# Exercise details:
Rewrite the entries from the line with "the tree line" up to and including the last line, replacing "drop a marker" with "place a pin" and leaving everything else unchanged.

# Saved entries:
=====
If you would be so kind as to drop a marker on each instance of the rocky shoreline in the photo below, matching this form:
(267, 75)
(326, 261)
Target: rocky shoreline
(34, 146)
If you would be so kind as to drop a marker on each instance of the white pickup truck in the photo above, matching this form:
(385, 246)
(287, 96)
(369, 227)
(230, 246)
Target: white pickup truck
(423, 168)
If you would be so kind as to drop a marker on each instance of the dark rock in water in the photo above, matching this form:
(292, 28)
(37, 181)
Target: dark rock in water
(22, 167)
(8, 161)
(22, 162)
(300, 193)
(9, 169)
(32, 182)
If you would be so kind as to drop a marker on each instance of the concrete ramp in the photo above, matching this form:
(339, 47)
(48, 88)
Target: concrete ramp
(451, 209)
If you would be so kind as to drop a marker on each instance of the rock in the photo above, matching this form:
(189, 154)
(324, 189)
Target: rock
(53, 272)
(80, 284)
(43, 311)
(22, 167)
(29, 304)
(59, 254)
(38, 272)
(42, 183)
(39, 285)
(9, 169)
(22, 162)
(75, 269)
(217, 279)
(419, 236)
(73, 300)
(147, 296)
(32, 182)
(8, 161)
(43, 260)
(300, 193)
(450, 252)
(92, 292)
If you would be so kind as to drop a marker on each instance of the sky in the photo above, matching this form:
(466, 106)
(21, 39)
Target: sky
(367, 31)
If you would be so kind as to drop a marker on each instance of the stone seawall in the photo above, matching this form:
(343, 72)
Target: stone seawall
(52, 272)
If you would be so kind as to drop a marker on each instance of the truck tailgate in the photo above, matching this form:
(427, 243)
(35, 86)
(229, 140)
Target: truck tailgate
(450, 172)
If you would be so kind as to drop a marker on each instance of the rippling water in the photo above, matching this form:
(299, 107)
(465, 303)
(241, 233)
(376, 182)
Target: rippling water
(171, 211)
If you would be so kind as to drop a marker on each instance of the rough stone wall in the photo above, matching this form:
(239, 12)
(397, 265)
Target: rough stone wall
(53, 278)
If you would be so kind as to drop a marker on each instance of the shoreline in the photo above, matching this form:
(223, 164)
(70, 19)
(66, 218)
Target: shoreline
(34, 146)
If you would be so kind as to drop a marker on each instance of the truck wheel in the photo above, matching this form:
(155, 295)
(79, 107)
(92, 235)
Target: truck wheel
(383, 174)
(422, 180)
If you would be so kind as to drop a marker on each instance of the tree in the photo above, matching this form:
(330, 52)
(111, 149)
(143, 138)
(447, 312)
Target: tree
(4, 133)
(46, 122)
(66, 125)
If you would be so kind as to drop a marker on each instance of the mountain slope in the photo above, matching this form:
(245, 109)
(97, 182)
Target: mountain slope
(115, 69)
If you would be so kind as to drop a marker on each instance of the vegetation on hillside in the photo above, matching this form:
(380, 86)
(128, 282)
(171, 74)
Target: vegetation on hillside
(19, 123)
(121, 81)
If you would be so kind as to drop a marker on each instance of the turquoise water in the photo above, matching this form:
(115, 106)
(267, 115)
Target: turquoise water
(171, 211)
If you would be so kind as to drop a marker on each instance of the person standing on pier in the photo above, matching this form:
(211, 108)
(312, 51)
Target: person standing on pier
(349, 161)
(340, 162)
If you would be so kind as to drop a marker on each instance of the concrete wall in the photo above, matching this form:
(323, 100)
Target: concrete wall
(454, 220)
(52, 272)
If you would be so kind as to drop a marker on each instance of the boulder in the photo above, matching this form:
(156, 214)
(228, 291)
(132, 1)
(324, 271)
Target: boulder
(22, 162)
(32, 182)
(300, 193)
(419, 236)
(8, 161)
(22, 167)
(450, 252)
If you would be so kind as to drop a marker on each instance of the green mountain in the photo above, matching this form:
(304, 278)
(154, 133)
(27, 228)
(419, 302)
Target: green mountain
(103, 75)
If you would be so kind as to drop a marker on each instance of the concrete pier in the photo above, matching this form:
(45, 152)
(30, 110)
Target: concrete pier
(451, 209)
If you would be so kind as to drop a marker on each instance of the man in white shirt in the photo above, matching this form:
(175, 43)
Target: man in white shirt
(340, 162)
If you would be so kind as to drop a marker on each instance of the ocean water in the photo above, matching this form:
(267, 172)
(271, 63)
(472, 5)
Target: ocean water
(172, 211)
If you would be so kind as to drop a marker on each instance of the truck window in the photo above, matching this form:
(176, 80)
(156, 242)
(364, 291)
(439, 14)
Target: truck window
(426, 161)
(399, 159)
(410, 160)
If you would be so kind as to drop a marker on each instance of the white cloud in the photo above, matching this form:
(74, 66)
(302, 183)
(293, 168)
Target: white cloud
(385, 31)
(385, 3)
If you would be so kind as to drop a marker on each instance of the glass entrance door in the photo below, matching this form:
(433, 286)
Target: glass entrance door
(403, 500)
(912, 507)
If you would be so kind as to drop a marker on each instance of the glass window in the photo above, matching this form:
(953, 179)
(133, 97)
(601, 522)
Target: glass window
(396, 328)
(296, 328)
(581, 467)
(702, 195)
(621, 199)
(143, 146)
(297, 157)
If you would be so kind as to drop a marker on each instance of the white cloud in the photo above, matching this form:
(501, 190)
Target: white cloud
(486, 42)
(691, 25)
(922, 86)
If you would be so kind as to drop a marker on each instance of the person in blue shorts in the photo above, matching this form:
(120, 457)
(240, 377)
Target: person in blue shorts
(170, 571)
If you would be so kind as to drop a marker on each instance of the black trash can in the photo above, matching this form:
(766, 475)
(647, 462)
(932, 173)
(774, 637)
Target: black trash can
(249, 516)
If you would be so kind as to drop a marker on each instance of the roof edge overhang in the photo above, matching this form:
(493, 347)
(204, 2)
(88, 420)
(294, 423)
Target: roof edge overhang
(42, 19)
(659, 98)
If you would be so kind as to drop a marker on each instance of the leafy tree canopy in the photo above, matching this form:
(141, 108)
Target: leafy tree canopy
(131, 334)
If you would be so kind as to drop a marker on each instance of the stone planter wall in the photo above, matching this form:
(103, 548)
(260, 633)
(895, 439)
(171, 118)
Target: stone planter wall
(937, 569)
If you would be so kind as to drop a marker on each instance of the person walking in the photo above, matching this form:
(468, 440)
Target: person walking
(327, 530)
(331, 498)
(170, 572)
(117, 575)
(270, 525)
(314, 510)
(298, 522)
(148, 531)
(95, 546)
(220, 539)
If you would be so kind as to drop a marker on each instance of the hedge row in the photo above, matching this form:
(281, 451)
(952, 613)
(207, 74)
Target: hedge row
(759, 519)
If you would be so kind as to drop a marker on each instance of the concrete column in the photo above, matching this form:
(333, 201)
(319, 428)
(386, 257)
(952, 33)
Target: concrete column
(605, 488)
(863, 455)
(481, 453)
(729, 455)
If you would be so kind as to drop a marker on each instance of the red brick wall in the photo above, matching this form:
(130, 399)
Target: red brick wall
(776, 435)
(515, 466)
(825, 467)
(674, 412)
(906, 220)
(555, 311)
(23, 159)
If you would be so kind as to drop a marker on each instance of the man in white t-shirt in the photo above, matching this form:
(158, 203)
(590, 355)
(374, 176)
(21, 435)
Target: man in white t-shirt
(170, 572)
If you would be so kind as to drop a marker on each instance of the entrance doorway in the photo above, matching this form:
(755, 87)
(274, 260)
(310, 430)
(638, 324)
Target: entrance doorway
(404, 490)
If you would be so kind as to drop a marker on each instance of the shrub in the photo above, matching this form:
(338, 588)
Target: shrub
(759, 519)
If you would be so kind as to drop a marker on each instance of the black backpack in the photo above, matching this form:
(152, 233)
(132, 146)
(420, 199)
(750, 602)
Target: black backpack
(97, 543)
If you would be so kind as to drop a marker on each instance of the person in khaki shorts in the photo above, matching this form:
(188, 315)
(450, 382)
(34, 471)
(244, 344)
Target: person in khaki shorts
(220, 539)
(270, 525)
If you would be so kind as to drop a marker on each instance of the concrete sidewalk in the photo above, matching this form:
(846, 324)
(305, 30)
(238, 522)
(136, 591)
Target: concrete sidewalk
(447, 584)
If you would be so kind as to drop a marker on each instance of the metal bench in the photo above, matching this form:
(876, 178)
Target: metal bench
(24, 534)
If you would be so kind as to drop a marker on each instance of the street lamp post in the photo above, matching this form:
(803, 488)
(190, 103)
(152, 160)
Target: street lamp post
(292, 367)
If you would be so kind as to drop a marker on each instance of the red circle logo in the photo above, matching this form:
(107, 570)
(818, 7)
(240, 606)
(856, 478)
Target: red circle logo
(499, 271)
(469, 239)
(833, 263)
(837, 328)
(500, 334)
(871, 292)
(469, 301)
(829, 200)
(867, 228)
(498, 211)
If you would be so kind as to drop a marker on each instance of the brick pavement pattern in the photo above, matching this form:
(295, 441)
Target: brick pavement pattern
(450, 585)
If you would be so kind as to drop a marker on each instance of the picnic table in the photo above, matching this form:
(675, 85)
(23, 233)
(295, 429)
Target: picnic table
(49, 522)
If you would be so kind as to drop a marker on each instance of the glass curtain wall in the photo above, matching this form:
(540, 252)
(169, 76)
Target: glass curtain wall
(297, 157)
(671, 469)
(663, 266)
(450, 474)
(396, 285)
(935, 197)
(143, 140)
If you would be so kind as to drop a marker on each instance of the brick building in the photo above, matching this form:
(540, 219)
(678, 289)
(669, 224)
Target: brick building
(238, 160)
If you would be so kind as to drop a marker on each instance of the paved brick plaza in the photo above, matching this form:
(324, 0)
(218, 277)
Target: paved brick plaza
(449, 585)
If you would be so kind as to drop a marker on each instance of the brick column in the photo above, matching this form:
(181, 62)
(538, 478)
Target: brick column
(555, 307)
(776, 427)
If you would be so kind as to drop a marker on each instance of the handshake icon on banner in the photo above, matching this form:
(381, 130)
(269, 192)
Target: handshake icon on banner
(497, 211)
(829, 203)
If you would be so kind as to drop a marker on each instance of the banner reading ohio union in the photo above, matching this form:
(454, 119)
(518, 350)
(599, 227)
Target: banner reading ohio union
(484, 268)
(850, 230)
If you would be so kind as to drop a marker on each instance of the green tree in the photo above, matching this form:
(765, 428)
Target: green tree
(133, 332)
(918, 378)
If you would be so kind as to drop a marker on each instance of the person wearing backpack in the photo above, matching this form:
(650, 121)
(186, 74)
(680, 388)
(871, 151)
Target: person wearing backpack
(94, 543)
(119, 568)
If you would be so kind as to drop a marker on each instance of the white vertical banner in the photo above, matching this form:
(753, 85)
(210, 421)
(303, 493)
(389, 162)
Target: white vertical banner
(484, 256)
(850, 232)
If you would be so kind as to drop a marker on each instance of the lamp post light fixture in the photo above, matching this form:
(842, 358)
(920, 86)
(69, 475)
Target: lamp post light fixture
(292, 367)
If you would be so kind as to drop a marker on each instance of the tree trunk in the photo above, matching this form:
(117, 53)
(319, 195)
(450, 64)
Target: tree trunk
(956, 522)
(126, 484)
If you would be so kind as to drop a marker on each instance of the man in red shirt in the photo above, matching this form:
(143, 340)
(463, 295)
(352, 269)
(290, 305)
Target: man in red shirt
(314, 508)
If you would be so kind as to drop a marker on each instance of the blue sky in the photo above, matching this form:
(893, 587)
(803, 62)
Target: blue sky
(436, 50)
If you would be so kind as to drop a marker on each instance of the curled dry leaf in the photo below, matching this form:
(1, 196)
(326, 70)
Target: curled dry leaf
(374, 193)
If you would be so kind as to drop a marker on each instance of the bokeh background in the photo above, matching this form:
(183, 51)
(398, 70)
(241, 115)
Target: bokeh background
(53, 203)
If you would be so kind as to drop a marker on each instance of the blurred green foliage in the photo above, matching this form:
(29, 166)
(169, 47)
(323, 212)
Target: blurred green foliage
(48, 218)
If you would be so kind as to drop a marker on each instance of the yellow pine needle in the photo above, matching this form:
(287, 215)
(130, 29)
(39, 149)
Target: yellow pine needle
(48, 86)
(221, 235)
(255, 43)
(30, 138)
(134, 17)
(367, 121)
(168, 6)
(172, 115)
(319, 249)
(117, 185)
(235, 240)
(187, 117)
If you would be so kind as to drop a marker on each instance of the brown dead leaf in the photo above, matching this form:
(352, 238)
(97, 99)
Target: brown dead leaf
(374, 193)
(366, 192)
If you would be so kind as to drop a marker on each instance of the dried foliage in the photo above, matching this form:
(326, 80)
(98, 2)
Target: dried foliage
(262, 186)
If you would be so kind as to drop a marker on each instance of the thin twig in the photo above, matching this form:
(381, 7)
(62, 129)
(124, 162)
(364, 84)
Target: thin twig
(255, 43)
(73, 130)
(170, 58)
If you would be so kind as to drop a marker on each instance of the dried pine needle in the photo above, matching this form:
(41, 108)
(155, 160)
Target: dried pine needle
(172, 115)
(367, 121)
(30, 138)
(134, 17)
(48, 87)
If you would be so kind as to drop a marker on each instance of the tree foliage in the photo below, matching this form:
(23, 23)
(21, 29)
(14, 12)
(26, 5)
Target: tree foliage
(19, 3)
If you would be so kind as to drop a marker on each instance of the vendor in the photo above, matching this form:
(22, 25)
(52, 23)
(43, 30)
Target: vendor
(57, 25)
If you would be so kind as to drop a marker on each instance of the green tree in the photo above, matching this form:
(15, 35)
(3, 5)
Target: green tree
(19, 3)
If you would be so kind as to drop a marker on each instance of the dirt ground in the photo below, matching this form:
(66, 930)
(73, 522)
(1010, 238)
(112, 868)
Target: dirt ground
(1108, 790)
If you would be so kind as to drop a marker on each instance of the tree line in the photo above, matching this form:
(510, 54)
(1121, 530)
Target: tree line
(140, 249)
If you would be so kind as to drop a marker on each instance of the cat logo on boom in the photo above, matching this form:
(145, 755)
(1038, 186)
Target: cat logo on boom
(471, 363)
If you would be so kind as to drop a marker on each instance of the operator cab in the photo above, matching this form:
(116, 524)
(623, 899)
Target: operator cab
=====
# Worked solution:
If you would be so kind as to place a pin on each instance of the tree line in the photo above, matching this form:
(510, 54)
(1121, 530)
Target: tree line
(140, 249)
If you would be so kind as to place a pin on each instance of the cat logo on boom in the photo above, matching this form:
(145, 755)
(1038, 186)
Target: cat logo on boom
(471, 363)
If you would be so kind as to place a pin on each instance of the operator cab in the photo above, matching this form:
(116, 524)
(623, 899)
Target: operator cab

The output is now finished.